### Task requirements
Restate the records below word for word.

### Recorded data

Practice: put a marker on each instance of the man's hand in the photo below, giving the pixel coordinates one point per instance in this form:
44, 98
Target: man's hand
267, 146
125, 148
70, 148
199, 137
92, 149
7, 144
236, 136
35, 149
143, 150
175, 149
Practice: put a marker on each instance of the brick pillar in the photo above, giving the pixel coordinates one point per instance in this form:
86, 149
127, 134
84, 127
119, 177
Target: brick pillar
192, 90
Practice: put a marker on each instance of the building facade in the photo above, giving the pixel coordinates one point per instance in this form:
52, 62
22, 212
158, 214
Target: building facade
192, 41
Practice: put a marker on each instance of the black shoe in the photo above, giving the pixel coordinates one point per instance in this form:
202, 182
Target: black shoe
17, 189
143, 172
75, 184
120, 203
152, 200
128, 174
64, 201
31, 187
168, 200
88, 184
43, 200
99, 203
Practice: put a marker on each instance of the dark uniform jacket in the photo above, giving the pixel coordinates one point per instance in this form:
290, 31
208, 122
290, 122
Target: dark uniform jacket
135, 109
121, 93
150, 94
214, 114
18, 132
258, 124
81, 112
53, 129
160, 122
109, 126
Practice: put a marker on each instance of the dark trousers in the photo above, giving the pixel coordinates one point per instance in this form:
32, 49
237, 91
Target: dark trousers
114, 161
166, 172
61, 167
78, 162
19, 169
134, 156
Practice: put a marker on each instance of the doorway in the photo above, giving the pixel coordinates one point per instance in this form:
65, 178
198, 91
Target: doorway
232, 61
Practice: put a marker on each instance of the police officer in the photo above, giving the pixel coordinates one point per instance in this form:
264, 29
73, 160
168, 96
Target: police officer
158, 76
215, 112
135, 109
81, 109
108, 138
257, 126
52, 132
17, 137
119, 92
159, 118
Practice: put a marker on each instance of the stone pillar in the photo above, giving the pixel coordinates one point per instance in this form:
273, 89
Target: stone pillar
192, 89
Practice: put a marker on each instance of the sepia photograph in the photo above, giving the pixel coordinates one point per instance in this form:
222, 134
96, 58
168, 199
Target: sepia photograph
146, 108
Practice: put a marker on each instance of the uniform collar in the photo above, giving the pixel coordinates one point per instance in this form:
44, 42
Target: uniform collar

### Final result
Practice: put a marker on each instance of the man's hand in the photo below, giving the pixel coordinates one point per instance in this form:
44, 98
Target: man's hand
267, 146
125, 148
70, 148
199, 137
92, 149
7, 144
236, 136
35, 149
143, 150
175, 149
Practice: put a marker on each instance of the brick pillar in the photo above, giving the pixel coordinates one point per instance in this form:
86, 149
127, 134
84, 127
119, 177
Target: brick pillar
192, 90
Practice: put a marker on each instance of the building facade in the photo above, giving the pixel coordinates one point per instance in this form:
52, 62
22, 212
158, 214
Target: building facade
192, 41
Practice: put a marker on each instance of the black shoe in the photo above, giving the pixel coordinates one point per instance in this form:
202, 182
Target: black shoe
17, 189
143, 172
75, 184
120, 203
152, 200
128, 174
64, 201
31, 187
168, 200
88, 184
43, 200
99, 203
Practice: put a marker on each instance of the dark uniform jacket in the photo above, giving the pixel coordinates one point per instance in this form:
290, 31
208, 122
290, 122
Target: dark uniform jacket
135, 109
121, 93
150, 94
214, 114
18, 132
258, 124
81, 112
53, 129
160, 122
109, 126
Practice: put a marker on each instance of the dark trousers in the photo above, giving the pixel coordinates one point per instance in this form:
32, 49
237, 91
Target: dark trousers
114, 161
166, 172
61, 167
78, 162
19, 169
134, 156
Practice: put a marker on each instance of the doorway in the photo above, giving the pixel coordinates one point per instance in this form:
65, 178
198, 91
Target: doorway
232, 61
Practice: put a marker on each instance of the police officer in the photo above, giving the pixel coordinates one point per instance in this form:
264, 29
73, 160
168, 96
Target: police officer
158, 76
215, 112
135, 109
81, 109
108, 138
257, 126
52, 132
17, 137
119, 92
159, 118
Practice: put a marker on each instance of the stone pillar in the photo above, giving the pixel coordinates one point per instance in this form:
273, 89
Target: stone pillar
192, 89
Practice: put a marker on each instance of the sepia photograph in the photo above, giving the pixel coordinates one point per instance in this form:
222, 134
96, 58
168, 199
Target: sepia photograph
146, 108
Practice: put a marker on each instance of the uniform collar in the photo above, giving the pixel coordinates one point per instance in this form:
44, 42
Target: uniform collar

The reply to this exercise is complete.